- [What to work on] Turn the lines below into a numbered list, skipping any blank lines. Don't include the pictures.
— Start of Provided information —
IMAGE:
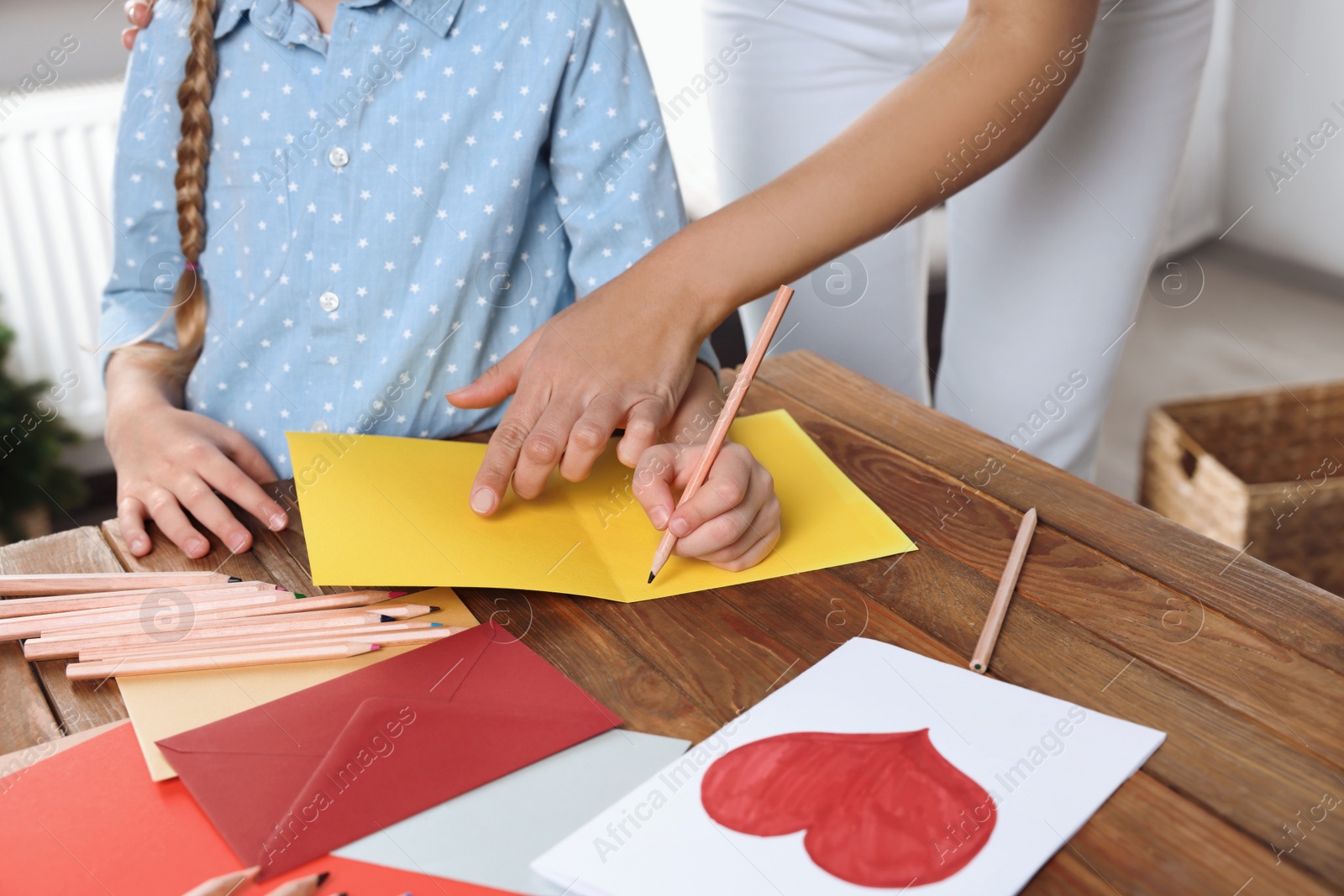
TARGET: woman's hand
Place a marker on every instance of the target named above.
(139, 13)
(170, 461)
(618, 356)
(601, 364)
(732, 520)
— End of Provided information —
- [Task solution]
1. IMAGE:
2. TARGET: woman's hand
3. Place a marker on every instance of the target named above.
4. (139, 13)
5. (170, 461)
6. (618, 356)
7. (601, 364)
8. (732, 520)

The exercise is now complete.